Segment Start: Source data
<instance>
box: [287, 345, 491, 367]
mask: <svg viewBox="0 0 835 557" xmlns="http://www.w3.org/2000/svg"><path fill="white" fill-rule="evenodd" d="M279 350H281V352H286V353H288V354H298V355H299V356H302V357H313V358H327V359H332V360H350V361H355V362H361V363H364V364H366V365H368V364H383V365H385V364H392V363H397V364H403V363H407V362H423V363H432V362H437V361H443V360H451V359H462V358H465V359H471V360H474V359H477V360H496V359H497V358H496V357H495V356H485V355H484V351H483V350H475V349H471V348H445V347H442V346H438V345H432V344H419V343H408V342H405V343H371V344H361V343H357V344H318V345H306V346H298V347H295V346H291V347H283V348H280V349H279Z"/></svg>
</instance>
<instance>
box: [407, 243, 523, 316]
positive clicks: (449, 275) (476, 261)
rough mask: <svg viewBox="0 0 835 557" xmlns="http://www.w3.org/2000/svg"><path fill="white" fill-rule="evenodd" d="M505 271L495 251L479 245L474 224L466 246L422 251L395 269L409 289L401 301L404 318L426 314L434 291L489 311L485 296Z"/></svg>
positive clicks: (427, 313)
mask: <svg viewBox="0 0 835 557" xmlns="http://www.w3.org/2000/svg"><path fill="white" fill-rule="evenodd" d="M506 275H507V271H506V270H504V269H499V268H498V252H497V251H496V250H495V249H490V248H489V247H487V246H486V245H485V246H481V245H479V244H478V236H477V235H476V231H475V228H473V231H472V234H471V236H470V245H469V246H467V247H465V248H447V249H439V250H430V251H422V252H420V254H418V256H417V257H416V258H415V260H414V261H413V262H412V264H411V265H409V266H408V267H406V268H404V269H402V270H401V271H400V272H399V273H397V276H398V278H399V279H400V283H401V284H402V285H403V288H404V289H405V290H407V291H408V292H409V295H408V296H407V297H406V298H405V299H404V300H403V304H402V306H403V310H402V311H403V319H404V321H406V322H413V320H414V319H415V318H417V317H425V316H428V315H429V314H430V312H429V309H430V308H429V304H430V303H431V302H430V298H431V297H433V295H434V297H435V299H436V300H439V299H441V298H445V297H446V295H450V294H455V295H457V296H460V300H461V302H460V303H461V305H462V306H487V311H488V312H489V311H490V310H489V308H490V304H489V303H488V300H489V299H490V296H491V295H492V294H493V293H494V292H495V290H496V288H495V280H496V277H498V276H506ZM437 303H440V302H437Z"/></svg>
Segment End: Source data
Exercise details: All the lines above should be written out once more, exactly.

Response to the exercise:
<instance>
box: [287, 345, 491, 367]
mask: <svg viewBox="0 0 835 557" xmlns="http://www.w3.org/2000/svg"><path fill="white" fill-rule="evenodd" d="M279 350H281V352H286V353H288V354H298V355H299V356H302V357H313V358H327V359H332V360H350V361H355V362H361V363H364V364H366V365H368V364H383V365H385V364H392V363H397V364H403V363H407V362H423V363H432V362H437V361H443V360H451V359H462V358H465V359H471V360H474V359H477V360H496V359H497V358H496V357H495V356H485V355H484V351H483V350H475V349H471V348H445V347H442V346H438V345H432V344H419V343H408V342H405V343H371V344H361V343H357V344H318V345H306V346H298V347H295V346H291V347H283V348H280V349H279Z"/></svg>
</instance>
<instance>
box: [407, 243, 523, 316]
positive clicks: (449, 275) (476, 261)
rough mask: <svg viewBox="0 0 835 557" xmlns="http://www.w3.org/2000/svg"><path fill="white" fill-rule="evenodd" d="M505 271L495 251L479 245L474 224L466 246L422 251L395 269L409 289L401 301L404 318L426 314L434 291L489 311L485 296Z"/></svg>
positive clicks: (427, 313)
mask: <svg viewBox="0 0 835 557" xmlns="http://www.w3.org/2000/svg"><path fill="white" fill-rule="evenodd" d="M506 275H507V271H506V270H504V269H499V268H498V252H497V251H496V250H495V249H490V248H489V247H487V246H486V245H485V246H481V245H479V244H478V236H477V235H476V231H475V228H473V231H472V234H471V236H470V245H469V246H467V247H465V248H447V249H439V250H430V251H422V252H420V254H418V256H417V257H416V258H415V260H414V261H413V262H412V264H411V265H409V266H408V267H406V268H404V269H402V270H401V271H400V272H399V273H397V276H398V278H399V279H400V283H401V284H402V285H403V288H404V289H405V290H407V291H408V292H409V295H408V296H407V297H406V298H405V299H404V300H403V304H402V306H403V310H402V311H403V319H404V321H406V322H413V320H414V319H415V318H417V317H425V316H428V315H429V314H430V312H429V309H430V308H429V304H430V303H431V302H430V298H431V297H433V295H434V297H435V299H436V300H439V299H441V298H445V297H446V295H450V294H455V295H457V296H460V300H461V302H460V303H461V305H462V306H487V311H488V312H489V311H490V310H489V308H490V304H489V303H488V300H489V299H490V296H491V295H492V294H493V293H494V292H495V290H496V288H495V280H496V277H498V276H506ZM437 303H440V302H437Z"/></svg>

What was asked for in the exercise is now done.